> [WHAT TO PRODUCE]: Return word for word the lines of the data from the line with "target: tree foliage" through the end of the data, both ends included, and leave the pictures out of your answer.

[Collected data entries]
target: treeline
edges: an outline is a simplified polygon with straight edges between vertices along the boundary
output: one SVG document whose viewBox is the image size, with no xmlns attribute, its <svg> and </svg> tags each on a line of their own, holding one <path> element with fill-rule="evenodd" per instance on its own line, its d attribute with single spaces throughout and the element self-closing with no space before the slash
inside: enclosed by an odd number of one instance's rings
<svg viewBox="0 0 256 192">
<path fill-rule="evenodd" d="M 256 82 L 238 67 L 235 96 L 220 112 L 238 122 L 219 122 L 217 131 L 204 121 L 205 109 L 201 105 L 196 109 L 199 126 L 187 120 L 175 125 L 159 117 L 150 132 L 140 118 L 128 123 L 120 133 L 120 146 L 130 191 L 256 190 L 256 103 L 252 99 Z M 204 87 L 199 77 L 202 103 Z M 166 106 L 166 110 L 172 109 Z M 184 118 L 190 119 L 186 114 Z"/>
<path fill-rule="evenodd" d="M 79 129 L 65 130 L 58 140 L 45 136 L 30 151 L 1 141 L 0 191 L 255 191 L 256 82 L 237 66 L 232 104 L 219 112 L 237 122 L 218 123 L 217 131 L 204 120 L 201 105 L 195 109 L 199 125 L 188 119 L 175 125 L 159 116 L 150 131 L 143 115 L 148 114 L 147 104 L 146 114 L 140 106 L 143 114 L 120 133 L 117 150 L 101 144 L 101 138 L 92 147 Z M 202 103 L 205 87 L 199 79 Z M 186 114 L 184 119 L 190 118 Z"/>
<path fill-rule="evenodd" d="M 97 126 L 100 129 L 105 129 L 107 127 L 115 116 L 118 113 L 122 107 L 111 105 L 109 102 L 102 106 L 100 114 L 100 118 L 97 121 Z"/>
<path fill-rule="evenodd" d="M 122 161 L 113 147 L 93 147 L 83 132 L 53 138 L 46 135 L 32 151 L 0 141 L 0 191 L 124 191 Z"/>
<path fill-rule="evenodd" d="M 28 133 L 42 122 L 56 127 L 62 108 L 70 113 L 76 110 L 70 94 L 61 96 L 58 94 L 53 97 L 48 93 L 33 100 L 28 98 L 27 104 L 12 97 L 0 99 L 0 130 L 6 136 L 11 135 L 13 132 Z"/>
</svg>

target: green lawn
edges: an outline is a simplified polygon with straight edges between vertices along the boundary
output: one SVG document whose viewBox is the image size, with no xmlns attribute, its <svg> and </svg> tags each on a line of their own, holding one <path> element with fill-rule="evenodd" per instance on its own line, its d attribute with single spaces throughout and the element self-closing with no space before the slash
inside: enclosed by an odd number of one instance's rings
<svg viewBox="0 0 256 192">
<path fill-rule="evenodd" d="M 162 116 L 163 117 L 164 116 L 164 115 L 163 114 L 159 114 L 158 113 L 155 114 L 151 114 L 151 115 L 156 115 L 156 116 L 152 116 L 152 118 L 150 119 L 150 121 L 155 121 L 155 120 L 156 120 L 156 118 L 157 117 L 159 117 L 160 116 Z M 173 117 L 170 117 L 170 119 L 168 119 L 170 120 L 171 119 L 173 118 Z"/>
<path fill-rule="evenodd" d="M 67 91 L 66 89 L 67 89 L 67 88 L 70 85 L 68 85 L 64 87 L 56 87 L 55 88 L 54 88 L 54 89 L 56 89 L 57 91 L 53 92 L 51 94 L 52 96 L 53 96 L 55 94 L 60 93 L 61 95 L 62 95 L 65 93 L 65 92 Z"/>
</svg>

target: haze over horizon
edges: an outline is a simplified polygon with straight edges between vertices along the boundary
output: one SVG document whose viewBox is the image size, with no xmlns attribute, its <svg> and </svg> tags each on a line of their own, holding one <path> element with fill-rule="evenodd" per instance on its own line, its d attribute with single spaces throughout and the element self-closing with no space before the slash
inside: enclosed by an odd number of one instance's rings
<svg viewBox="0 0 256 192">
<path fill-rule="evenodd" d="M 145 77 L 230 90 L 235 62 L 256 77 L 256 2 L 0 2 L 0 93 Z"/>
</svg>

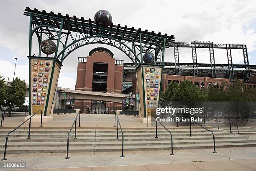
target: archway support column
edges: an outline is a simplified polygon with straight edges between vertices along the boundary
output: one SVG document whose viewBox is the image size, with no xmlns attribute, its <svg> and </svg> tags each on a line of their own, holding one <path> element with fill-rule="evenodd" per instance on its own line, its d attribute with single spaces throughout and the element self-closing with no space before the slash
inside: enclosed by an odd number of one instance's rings
<svg viewBox="0 0 256 171">
<path fill-rule="evenodd" d="M 148 112 L 158 107 L 163 67 L 161 65 L 141 64 L 136 68 L 140 122 L 146 122 Z"/>
<path fill-rule="evenodd" d="M 41 109 L 44 116 L 43 121 L 52 120 L 49 116 L 53 114 L 54 98 L 62 65 L 57 58 L 29 56 L 28 57 L 31 102 L 30 114 Z M 34 121 L 37 121 L 36 119 Z"/>
</svg>

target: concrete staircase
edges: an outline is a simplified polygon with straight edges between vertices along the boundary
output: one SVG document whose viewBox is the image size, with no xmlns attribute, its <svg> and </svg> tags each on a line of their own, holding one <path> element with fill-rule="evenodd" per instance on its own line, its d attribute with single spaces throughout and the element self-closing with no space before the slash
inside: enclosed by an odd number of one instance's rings
<svg viewBox="0 0 256 171">
<path fill-rule="evenodd" d="M 248 136 L 237 135 L 235 131 L 229 133 L 225 129 L 211 129 L 214 133 L 217 150 L 222 147 L 256 146 L 256 139 Z M 7 154 L 57 153 L 67 151 L 68 129 L 31 129 L 31 139 L 27 139 L 28 130 L 20 129 L 9 136 Z M 158 138 L 155 138 L 154 128 L 148 129 L 131 128 L 123 129 L 125 151 L 169 150 L 170 134 L 159 128 Z M 213 148 L 212 136 L 207 130 L 200 127 L 193 128 L 190 138 L 189 127 L 172 128 L 174 149 Z M 5 140 L 9 130 L 0 130 L 0 151 L 4 150 Z M 116 128 L 108 129 L 83 129 L 77 130 L 77 139 L 74 139 L 74 131 L 70 134 L 70 152 L 121 151 L 122 134 L 119 130 L 119 139 L 116 137 Z"/>
</svg>

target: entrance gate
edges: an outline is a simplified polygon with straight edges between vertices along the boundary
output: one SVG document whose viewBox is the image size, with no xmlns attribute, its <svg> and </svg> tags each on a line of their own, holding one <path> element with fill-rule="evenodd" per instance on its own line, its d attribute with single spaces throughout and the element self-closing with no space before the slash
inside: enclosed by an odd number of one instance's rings
<svg viewBox="0 0 256 171">
<path fill-rule="evenodd" d="M 105 25 L 90 18 L 87 20 L 83 17 L 71 17 L 67 14 L 63 15 L 44 10 L 39 11 L 28 7 L 25 9 L 24 15 L 29 16 L 30 20 L 28 57 L 31 114 L 39 109 L 43 111 L 44 115 L 50 114 L 62 62 L 79 47 L 96 43 L 120 50 L 136 67 L 141 117 L 146 117 L 147 111 L 158 105 L 165 49 L 174 42 L 173 35 L 168 36 L 167 34 L 149 32 L 147 30 L 142 31 L 139 28 L 122 27 L 119 24 Z M 36 47 L 32 47 L 34 37 L 38 42 Z M 51 54 L 41 53 L 40 45 L 46 39 L 56 44 Z M 153 63 L 145 64 L 143 54 L 149 52 L 153 53 L 155 59 Z M 33 54 L 38 55 L 32 55 Z"/>
</svg>

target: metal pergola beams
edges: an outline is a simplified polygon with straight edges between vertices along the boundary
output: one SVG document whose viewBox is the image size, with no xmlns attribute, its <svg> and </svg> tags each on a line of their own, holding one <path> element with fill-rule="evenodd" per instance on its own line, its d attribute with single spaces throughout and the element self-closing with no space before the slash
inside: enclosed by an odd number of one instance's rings
<svg viewBox="0 0 256 171">
<path fill-rule="evenodd" d="M 163 62 L 160 58 L 164 58 L 164 49 L 169 47 L 169 44 L 174 40 L 173 35 L 168 36 L 167 34 L 156 34 L 154 31 L 148 32 L 147 30 L 143 31 L 140 28 L 135 29 L 133 27 L 122 27 L 120 24 L 115 25 L 111 23 L 107 25 L 96 23 L 91 19 L 86 20 L 82 17 L 77 18 L 75 15 L 73 17 L 67 14 L 62 15 L 60 13 L 57 15 L 51 11 L 50 13 L 45 10 L 40 12 L 37 9 L 33 10 L 28 7 L 25 9 L 24 15 L 30 17 L 31 32 L 32 33 L 30 37 L 34 32 L 39 37 L 38 34 L 40 31 L 40 34 L 46 35 L 49 39 L 57 41 L 57 50 L 59 43 L 63 45 L 62 50 L 60 50 L 58 54 L 56 51 L 54 56 L 61 62 L 76 49 L 94 43 L 105 44 L 118 48 L 126 54 L 136 66 L 143 62 L 136 53 L 136 48 L 138 47 L 140 52 L 155 50 L 156 63 Z M 64 36 L 62 35 L 64 34 L 67 37 L 63 40 Z M 68 40 L 69 37 L 71 41 Z M 31 45 L 30 43 L 30 51 Z M 142 47 L 145 49 L 141 51 Z M 161 50 L 161 52 L 159 50 Z"/>
</svg>

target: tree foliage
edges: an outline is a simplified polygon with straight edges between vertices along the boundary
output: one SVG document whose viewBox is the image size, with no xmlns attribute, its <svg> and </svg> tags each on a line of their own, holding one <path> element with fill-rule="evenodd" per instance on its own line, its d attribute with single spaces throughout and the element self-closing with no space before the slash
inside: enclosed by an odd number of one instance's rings
<svg viewBox="0 0 256 171">
<path fill-rule="evenodd" d="M 8 89 L 7 104 L 10 106 L 20 106 L 25 102 L 27 87 L 26 84 L 23 81 L 16 78 L 11 83 Z"/>
<path fill-rule="evenodd" d="M 207 93 L 187 80 L 180 84 L 172 82 L 161 98 L 165 102 L 205 102 L 207 101 Z"/>
<path fill-rule="evenodd" d="M 246 89 L 239 79 L 228 85 L 222 83 L 222 87 L 210 85 L 207 91 L 200 90 L 190 82 L 185 80 L 180 84 L 172 82 L 161 94 L 165 102 L 256 102 L 256 88 Z"/>
</svg>

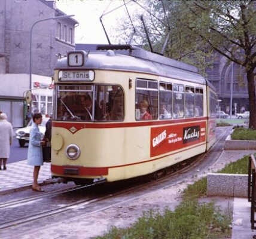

> [EXERCISE RESPONSE]:
target: tree foliage
edges: an outline is a simplified polygon with straight edges between vertices along the boundary
output: one SVG document whose viewBox is the image size, with no xmlns attribute, its <svg> and </svg> tags each on a line of their own, holding one <path> element with fill-rule="evenodd" per instance on its own line, its d attribute with single spaces throughout and the element self-closing with no space before the slash
inside: enclosed by an odd number of one instance's rings
<svg viewBox="0 0 256 171">
<path fill-rule="evenodd" d="M 8 89 L 7 104 L 10 106 L 20 106 L 25 102 L 27 87 L 26 84 L 23 81 L 16 78 L 11 83 Z"/>
<path fill-rule="evenodd" d="M 207 93 L 187 80 L 180 84 L 172 82 L 161 98 L 165 102 L 205 102 L 207 101 Z"/>
<path fill-rule="evenodd" d="M 246 89 L 239 79 L 228 85 L 222 83 L 222 87 L 210 85 L 207 91 L 200 90 L 190 82 L 185 80 L 180 84 L 172 82 L 161 94 L 165 102 L 256 102 L 256 88 Z"/>
</svg>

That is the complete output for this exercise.